[Brano scelto]
>>
L’empatia, il volersi prendere cura, una visione che il più delle volte è ampia perché accogliente e conciliante. Non significa che non possiamo avere il pugno di ferro se necessario, ma la visione d’insieme, che ci porta ad un processo decisionale, fa la differenza. E’ nel nostro DNA quello di dover guardare tutto e rispondere ai bisogni di chi dipende da noi. E’ il nostro ‘diverso’ modo di guardare le cose. Alle ragazze che vogliono ‘fare carriera’, consiglio sempre di non rinunciare alla loro femminilità, al loro essere se stesse. Non c’è uno stereotipo da rispettare ma, al contrario, dobbiamo avere rispetto della nostra unicità che altro non è che il rispetto delle Persone.
Il rispetto delle persone è alla base di questo progetto della Comunità di Sant’Egidio. Saranno aiutate 400 donne. Se potessimo darci appuntamento qui tra un anno per fare un bilancio, quale sarebbe il suo sogno?
Vorrei che ci trovassimo a parlare non di 400 ma di quattromila donne aiutate. E non dal progetto ma dal volàno del passaparola. Il mio sogno è che aiutando queste 400 donne, in 400 modi differenti perché hanno storie e vite differenti, le metteremo in condizioni di aiutare loro stesse e altre 400 donne e quindi le loro famiglie e poi altre 400 e così via. Quando arrivano in Italia, nei loro occhi si legge la paura, il dolore, la fuga. Ma anche coraggio e speranza. Vengono con un sogno e se le aiutiamo ad avere gli strumenti per realizzarlo, poi loro potranno aiutare altre donne. Parlo di gesti, di aiuti concreti. Possiamo fare molto per queste madri e i loro figli, ma possiamo imparare altrettanto: in primis la lezione del coraggio, dei valori fondamentali della vita, del restare con i piedi per terra. E’ una lezione di umiltà ma anche di ‘imprenditorialità’: pronte a mettersi in discussione, a studiare e ad imparare, queste donne sanno che il futuro si conquista con lavoro, con dedizione e impegno. Questa è una lezione che troppe volte si tende a dimenticare.
<<
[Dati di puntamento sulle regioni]
>>
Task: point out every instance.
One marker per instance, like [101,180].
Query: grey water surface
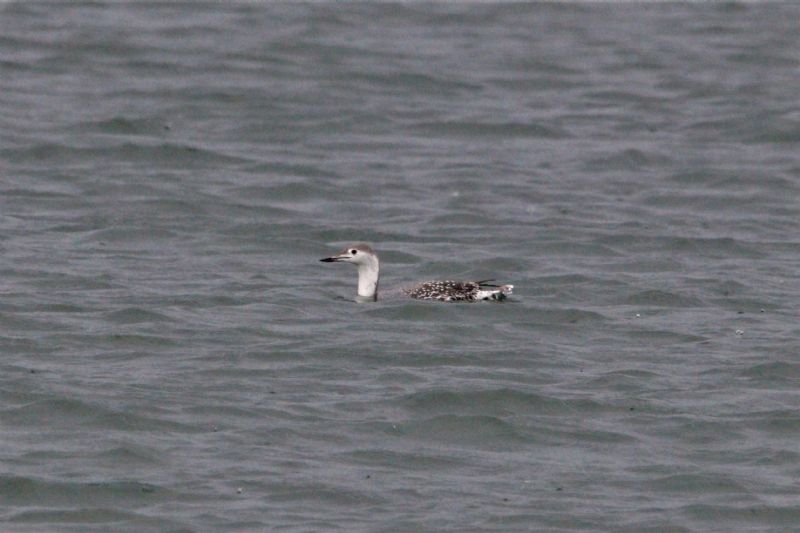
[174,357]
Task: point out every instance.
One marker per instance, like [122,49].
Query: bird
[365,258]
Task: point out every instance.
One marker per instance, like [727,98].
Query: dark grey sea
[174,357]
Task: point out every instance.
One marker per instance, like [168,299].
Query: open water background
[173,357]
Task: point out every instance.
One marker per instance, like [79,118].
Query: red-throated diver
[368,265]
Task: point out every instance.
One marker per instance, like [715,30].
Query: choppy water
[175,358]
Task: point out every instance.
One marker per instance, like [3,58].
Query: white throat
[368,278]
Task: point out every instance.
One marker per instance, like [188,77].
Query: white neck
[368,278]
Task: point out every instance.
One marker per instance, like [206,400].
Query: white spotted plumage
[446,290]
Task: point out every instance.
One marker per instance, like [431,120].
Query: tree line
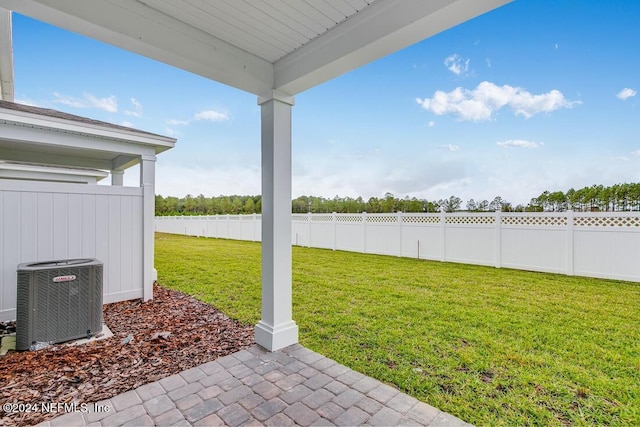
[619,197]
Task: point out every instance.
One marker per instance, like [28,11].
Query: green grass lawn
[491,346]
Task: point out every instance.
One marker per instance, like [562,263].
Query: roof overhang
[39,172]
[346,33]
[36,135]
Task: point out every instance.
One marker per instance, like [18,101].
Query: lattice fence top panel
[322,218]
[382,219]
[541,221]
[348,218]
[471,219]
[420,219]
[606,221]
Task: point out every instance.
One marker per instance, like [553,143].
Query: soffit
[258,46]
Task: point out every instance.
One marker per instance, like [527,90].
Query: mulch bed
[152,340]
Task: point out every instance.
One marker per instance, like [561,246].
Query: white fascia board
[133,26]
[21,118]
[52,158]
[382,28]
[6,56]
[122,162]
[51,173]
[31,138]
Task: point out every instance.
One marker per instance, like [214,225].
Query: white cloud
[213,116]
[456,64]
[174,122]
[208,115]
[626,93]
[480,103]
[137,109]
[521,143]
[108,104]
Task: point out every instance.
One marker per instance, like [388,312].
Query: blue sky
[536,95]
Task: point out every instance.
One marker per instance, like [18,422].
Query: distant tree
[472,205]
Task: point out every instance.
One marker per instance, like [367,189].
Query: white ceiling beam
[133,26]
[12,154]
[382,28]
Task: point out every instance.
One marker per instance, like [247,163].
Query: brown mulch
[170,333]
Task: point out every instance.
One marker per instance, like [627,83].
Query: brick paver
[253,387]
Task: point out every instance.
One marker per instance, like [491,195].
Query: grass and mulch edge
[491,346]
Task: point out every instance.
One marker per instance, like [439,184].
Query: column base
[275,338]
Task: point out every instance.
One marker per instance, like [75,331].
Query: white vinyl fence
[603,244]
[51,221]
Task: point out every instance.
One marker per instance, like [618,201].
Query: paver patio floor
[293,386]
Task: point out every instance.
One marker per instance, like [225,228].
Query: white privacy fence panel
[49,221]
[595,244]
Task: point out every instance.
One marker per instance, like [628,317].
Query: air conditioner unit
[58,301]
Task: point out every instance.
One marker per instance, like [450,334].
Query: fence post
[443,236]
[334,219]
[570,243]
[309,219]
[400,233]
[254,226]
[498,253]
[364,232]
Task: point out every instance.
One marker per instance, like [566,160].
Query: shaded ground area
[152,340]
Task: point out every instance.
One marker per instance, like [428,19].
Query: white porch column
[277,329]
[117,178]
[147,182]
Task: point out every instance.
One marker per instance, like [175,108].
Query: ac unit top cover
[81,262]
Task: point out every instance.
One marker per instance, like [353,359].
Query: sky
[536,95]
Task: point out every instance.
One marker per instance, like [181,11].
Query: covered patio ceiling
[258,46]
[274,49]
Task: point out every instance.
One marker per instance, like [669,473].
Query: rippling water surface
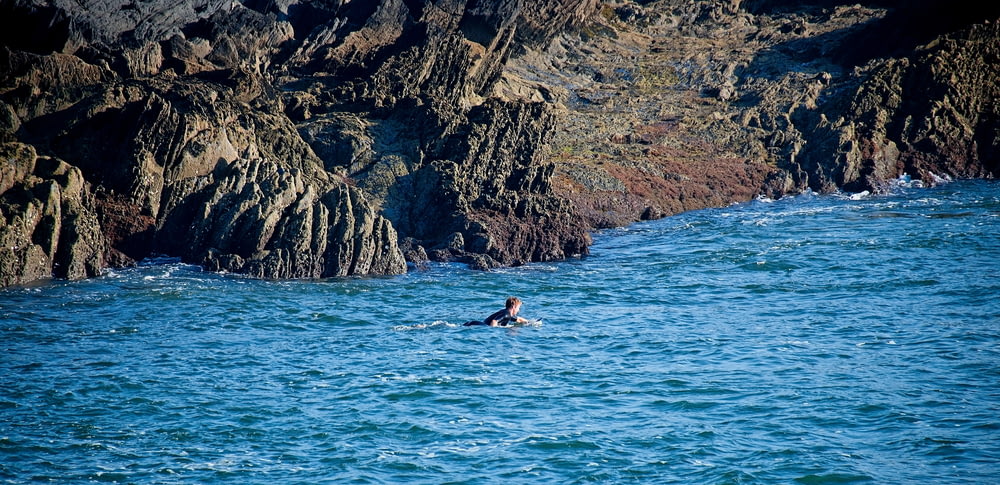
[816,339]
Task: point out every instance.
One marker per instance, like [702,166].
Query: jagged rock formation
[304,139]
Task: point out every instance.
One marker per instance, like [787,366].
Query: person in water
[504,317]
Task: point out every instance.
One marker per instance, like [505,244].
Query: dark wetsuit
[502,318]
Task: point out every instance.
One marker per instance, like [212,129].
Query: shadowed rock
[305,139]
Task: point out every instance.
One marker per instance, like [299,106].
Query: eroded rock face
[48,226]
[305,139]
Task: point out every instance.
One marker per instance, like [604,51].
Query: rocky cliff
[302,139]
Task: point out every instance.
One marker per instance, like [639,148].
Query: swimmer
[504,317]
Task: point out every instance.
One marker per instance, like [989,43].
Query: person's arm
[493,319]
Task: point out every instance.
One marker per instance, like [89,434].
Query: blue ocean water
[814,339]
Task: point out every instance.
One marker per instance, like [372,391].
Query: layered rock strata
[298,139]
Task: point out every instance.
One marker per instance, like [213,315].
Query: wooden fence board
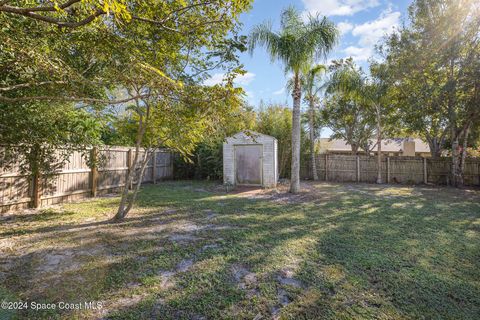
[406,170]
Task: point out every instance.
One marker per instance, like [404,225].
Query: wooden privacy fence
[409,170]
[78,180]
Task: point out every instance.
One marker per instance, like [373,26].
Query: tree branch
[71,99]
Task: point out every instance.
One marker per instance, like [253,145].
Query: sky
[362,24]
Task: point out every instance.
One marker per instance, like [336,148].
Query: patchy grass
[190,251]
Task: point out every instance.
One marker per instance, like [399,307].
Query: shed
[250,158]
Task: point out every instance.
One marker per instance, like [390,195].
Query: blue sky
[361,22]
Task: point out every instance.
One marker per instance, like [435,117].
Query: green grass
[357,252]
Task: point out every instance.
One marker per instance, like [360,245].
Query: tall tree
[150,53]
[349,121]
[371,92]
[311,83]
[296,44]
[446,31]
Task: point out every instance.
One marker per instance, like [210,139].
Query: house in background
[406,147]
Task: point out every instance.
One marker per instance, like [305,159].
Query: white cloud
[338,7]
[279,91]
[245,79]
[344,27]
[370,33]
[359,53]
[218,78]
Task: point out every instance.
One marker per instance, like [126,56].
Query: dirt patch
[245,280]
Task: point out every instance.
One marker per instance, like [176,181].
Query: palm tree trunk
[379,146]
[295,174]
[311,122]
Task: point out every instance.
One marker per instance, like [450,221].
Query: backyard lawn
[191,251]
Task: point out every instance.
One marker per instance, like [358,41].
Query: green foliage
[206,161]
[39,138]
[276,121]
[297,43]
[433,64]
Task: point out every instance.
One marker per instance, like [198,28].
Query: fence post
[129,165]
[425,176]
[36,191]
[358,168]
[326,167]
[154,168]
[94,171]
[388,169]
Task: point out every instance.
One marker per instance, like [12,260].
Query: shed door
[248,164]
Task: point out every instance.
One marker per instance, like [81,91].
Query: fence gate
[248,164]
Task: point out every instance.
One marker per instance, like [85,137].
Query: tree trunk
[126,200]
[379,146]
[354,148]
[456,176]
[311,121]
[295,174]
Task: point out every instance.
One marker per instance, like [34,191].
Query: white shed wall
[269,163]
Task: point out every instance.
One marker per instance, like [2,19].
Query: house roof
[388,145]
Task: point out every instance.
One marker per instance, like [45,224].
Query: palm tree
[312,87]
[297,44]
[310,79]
<<
>>
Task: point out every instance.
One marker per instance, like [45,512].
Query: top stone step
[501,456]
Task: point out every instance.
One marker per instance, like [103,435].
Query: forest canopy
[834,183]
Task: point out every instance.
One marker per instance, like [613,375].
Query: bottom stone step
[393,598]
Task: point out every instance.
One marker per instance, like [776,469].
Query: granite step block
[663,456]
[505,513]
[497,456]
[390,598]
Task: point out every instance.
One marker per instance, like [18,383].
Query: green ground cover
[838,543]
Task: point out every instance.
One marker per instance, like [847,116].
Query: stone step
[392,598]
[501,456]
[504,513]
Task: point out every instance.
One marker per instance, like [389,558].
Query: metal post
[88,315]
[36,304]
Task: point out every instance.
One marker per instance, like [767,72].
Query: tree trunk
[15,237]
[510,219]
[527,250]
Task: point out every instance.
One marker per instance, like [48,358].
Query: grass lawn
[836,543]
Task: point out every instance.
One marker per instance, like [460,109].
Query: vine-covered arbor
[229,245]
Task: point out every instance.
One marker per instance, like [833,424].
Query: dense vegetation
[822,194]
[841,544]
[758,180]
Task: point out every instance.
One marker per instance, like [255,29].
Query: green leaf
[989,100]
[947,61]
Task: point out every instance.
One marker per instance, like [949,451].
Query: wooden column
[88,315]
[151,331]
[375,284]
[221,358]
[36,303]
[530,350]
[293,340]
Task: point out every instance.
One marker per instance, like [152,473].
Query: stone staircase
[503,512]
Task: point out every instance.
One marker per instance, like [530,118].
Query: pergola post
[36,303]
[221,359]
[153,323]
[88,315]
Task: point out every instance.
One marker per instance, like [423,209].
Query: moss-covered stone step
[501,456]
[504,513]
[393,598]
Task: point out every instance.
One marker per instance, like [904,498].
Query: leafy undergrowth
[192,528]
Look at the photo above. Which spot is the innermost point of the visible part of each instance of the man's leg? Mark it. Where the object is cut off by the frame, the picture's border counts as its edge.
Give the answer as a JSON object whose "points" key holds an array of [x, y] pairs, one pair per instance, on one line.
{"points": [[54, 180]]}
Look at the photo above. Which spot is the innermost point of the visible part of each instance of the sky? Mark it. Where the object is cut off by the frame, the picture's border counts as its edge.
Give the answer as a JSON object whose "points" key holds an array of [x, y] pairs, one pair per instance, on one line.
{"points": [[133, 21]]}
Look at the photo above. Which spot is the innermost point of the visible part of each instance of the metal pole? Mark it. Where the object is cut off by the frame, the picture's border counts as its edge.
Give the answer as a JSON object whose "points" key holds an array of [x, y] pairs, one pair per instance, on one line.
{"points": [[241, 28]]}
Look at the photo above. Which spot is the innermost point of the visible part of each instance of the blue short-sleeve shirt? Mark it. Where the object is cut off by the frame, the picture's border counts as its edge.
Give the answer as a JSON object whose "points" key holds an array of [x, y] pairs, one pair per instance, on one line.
<<
>>
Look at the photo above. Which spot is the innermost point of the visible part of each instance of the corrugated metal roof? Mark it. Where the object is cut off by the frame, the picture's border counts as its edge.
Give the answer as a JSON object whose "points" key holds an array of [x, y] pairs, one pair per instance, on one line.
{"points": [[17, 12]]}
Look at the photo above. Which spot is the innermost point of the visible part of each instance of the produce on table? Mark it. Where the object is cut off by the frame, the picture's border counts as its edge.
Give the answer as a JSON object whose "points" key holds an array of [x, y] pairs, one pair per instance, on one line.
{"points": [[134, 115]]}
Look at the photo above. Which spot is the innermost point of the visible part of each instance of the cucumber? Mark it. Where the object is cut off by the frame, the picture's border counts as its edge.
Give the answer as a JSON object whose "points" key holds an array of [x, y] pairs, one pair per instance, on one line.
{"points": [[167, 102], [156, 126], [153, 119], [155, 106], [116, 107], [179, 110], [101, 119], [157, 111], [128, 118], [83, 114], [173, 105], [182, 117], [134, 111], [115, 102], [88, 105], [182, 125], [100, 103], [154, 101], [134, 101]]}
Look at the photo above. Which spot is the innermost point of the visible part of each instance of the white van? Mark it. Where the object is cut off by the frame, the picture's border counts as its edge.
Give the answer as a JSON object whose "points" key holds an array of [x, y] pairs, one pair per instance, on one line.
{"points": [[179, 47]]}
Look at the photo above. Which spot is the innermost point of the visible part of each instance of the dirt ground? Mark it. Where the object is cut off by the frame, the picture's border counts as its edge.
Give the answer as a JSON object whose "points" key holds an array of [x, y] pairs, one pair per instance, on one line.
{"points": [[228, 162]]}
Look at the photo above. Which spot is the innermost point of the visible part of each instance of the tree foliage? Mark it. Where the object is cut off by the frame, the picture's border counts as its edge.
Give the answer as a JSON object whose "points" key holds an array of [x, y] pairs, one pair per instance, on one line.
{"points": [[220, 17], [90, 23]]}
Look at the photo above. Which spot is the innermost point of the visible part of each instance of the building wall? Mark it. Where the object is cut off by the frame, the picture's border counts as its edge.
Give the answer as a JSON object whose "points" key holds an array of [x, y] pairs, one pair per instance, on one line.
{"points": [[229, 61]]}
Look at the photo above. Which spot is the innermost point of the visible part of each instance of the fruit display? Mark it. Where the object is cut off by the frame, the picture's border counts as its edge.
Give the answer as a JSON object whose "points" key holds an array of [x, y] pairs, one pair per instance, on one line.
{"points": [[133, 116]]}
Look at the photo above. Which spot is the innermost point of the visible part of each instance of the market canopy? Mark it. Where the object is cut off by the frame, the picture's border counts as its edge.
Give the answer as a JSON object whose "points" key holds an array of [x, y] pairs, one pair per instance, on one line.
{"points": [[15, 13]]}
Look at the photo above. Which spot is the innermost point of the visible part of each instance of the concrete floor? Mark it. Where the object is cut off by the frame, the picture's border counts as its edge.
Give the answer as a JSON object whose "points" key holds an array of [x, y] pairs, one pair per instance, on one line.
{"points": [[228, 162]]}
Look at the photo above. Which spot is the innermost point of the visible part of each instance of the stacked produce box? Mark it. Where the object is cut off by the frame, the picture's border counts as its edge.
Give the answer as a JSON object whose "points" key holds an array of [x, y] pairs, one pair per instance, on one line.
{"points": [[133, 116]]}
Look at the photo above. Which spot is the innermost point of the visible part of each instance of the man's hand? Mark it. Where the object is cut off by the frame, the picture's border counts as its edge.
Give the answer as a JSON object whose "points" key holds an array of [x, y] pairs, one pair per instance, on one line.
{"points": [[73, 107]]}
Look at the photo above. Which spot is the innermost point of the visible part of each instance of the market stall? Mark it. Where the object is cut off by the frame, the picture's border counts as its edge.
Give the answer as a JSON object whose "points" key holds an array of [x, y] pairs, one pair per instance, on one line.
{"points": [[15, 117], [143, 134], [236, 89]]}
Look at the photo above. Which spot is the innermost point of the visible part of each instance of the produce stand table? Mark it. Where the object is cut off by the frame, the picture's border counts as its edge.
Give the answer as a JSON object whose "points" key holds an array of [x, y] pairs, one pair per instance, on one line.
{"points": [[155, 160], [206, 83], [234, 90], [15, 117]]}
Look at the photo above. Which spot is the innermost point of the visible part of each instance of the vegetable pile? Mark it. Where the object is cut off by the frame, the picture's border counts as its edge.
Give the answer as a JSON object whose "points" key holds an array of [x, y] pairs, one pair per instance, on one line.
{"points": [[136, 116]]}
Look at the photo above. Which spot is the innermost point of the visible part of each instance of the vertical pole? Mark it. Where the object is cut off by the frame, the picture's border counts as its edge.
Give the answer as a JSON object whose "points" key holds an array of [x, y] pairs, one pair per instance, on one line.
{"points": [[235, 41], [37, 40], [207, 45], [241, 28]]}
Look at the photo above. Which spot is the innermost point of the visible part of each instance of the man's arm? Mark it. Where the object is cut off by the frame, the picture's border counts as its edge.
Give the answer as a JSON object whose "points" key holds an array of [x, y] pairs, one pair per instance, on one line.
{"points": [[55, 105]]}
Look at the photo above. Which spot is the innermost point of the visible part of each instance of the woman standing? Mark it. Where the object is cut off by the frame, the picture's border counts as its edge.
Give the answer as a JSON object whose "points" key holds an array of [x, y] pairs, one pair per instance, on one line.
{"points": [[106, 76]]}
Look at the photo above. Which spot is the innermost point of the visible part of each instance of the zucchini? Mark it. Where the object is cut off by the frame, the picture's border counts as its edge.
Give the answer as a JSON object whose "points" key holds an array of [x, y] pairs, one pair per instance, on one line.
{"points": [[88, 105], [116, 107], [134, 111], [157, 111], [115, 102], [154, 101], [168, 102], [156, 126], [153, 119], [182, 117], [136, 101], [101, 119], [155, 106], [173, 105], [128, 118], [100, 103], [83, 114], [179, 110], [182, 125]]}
<<
Riporta per intero il brano scelto, senza alcuna modifica.

[Soluzione proposta]
L’empatia, il volersi prendere cura, una visione che il più delle volte è ampia perché accogliente e conciliante. Non significa che non possiamo avere il pugno di ferro se necessario, ma la visione d’insieme, che ci porta ad un processo decisionale, fa la differenza. E’ nel nostro DNA quello di dover guardare tutto e rispondere ai bisogni di chi dipende da noi. E’ il nostro ‘diverso’ modo di guardare le cose. Alle ragazze che vogliono ‘fare carriera’, consiglio sempre di non rinunciare alla loro femminilità, al loro essere se stesse. Non c’è uno stereotipo da rispettare ma, al contrario, dobbiamo avere rispetto della nostra unicità che altro non è che il rispetto delle Persone.
Il rispetto delle persone è alla base di questo progetto della Comunità di Sant’Egidio. Saranno aiutate 400 donne. Se potessimo darci appuntamento qui tra un anno per fare un bilancio, quale sarebbe il suo sogno?
Vorrei che ci trovassimo a parlare non di 400 ma di quattromila donne aiutate. E non dal progetto ma dal volàno del passaparola. Il mio sogno è che aiutando queste 400 donne, in 400 modi differenti perché hanno storie e vite differenti, le metteremo in condizioni di aiutare loro stesse e altre 400 donne e quindi le loro famiglie e poi altre 400 e così via. Quando arrivano in Italia, nei loro occhi si legge la paura, il dolore, la fuga. Ma anche coraggio e speranza. Vengono con un sogno e se le aiutiamo ad avere gli strumenti per realizzarlo, poi loro potranno aiutare altre donne. Parlo di gesti, di aiuti concreti. Possiamo fare molto per queste madri e i loro figli, ma possiamo imparare altrettanto: in primis la lezione del coraggio, dei valori fondamentali della vita, del restare con i piedi per terra. E’ una lezione di umiltà ma anche di ‘imprenditorialità’: pronte a mettersi in discussione, a studiare e ad imparare, queste donne sanno che il futuro si conquista con lavoro, con dedizione e impegno. Questa è una lezione che troppe volte si tende a dimenticare.